» **SUPPLIED RECORDS**

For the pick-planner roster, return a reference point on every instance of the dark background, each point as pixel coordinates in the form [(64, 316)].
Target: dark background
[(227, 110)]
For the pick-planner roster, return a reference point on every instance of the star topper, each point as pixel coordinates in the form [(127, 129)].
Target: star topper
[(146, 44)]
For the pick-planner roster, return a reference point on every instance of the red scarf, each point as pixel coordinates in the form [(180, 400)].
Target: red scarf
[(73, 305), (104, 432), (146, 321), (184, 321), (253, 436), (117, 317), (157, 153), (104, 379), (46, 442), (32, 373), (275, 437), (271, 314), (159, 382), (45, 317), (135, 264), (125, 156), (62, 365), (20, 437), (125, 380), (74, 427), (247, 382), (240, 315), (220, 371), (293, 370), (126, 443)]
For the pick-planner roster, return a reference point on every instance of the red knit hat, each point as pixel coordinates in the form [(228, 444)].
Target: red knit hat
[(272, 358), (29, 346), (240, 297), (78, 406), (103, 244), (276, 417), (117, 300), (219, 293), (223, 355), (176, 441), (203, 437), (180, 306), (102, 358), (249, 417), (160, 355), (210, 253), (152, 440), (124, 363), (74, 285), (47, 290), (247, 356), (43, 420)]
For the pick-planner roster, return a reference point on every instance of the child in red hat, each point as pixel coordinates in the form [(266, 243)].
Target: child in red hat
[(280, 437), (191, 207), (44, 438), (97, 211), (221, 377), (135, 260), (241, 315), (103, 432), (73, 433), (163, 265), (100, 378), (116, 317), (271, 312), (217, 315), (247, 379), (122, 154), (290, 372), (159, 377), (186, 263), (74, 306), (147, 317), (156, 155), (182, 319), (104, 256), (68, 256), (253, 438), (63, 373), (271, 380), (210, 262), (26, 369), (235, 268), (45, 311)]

...

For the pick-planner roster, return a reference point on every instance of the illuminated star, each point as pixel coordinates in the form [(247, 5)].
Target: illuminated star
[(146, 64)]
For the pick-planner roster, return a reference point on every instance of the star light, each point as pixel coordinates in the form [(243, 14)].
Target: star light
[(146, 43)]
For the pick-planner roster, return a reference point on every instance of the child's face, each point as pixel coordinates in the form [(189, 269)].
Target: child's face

» **WHAT IS EXPECTED**
Render the data as a two-column CSV with the header input,output. Start with the line containing "form [(228, 444)]." and go on through the line containing "268), (45, 311)]". Each row pairs a text with its answer, and each goes in one quoted field with line breaks replaced by spaces.

» **RESULT BELOW**
input,output
"For the pick-planner roster, return a reference point on every instance of the red knit hat, each point as pixel coordinates in the form [(228, 444)]. Target: red knit hat","[(272, 358), (29, 346), (240, 297), (78, 406), (103, 244), (276, 417), (117, 300), (219, 293), (223, 355), (176, 441), (203, 437), (180, 306), (102, 358), (249, 417), (160, 355), (210, 253), (152, 440), (124, 363), (74, 285), (47, 290), (247, 356), (43, 420)]"
"For the pick-planner roster, return a reference point on every instance of the child in red hat, each point as pixel coordinates in the form [(266, 243)]. Target: child in red hat","[(280, 437), (191, 207), (44, 438), (97, 211), (221, 377), (135, 260), (241, 315), (103, 432), (73, 433), (163, 265), (100, 378), (116, 317), (271, 312), (217, 315), (247, 379), (122, 154), (290, 372), (159, 377), (186, 263), (74, 306), (147, 317), (156, 155), (182, 319), (104, 256), (68, 256), (253, 438), (63, 373), (271, 380), (210, 262), (26, 369), (235, 268), (45, 311)]"